● Qué hacer
1. Traduce al inglés esta oración del fragmento del documento: «Se trata de una palabra clave, una de las palabras que nos introducen en el corazón de la Sagrada Escritura».
2. Enumera todas las referencias bíblicas que aparecen entre paréntesis en el fragmento del documento.

En el centro de la liturgia de la Palabra de este domingo está una expresión del profeta Oseas, que Jesús retoma en el Evangelio: «Quiero amor y no sacrificios, conocimiento de Dios más que holocaustos» (Os 6, 6). Se trata de una palabra clave, una de las palabras que nos introducen en el corazón de la Sagrada Escritura. El contexto, en el que Jesús la hace suya, es la vocación de Mateo, de profesión "publicano", es decir, recaudador de impuestos por cuenta de la autoridad imperial romana; por eso mismo, los judíos lo consideraban un pecador público. Después de llamarlo precisamente mientras estaba sentado en el banco de los impuestos —ilustra bien esta escena un celebérrimo cuadro de Caravaggio—, Jesús fue a su casa con los discípulos y se sentó a la mesa junto con otros publicanos. A los fariseos escandalizados, les respondió: «No necesitan médico los sanos, sino los enfermos. (...) No he venido a llamar a los justos, sino a los pecadores» (Mt 9, 12-13). El evangelista san Mateo, siempre atento al nexo entre el Antiguo y el Nuevo Testamento, en este momento pone en los labios de Jesús la profecía de Oseas: «Id y aprended lo que significa: "Misericordia quiero y no sacrificios"».
Es
tal la importancia de esta expresión del profeta, que el Señor la cita
nuevamente en otro contexto, a propósito de la observancia del sábado
(cf. Mt 12, 1-8). También en este caso, Jesús asume la
responsabilidad de la interpretación del precepto, revelándose como
"Señor" de las mismas instituciones legales. Dirigiéndose a los
fariseos, añade: «Si comprendierais lo que significa: "Misericordia quiero
y no sacrificios", no condenaríais a personas sin culpa» (Mt 12,
7). Por tanto, Jesús, el Verbo hecho hombre, "se reconoció", por
decirlo así, plenamente en este oráculo de Oseas; lo hizo suyo con todo el
corazón y lo realizó con su comportamiento, incluso a costa de herir la
susceptibilidad de los jefes de su pueblo. Esta palabra de Dios nos ha llegado,
a través de los Evangelios, como una de las síntesis de todo el mensaje
cristiano: la verdadera religión consiste en el amor a Dios y al
prójimo. Esto es lo que da valor al culto y a la práctica de
los preceptos.
Dirigiéndonos
ahora a la Virgen María, pidamos por su intercesión vivir siempre en la alegría
de la experiencia cristiana. Que la Virgen, Madre de la Misericordia, suscite
en nosotros sentimientos de abandono filial a Dios, que es misericordia
infinita; que ella nos ayude a hacer nuestra la oración que san Agustín formula
en un famoso pasaje de sus Confesiones: «¡Señor, ten
misericordia de mí! Mira que no oculto mis llagas. Tú eres el médico; yo soy el
enfermo. Tú eres misericordioso; yo, lleno de miseria. (...) Toda mi esperanza
está puesta únicamente en tu gran misericordia» (X, 28. 39; 29. 40).

(Datos de expresiones referenciales basadas en fotos)
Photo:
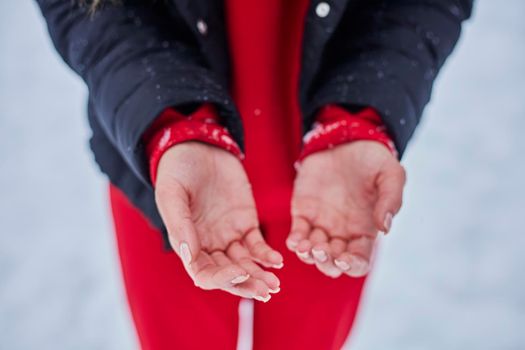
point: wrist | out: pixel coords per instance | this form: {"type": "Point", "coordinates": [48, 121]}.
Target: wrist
{"type": "Point", "coordinates": [172, 128]}
{"type": "Point", "coordinates": [335, 125]}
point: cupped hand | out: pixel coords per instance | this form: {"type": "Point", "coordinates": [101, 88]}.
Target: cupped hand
{"type": "Point", "coordinates": [342, 198]}
{"type": "Point", "coordinates": [205, 200]}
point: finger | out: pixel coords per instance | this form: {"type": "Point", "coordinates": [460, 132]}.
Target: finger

● Soluciones
1. It is a key word, one of the words that lead us into the heart of Sacred Scripture.

2.
- Os 6, 6
- Mt 9, 12-13
- cf. Mt 12, 1-8
- Mt 12, 7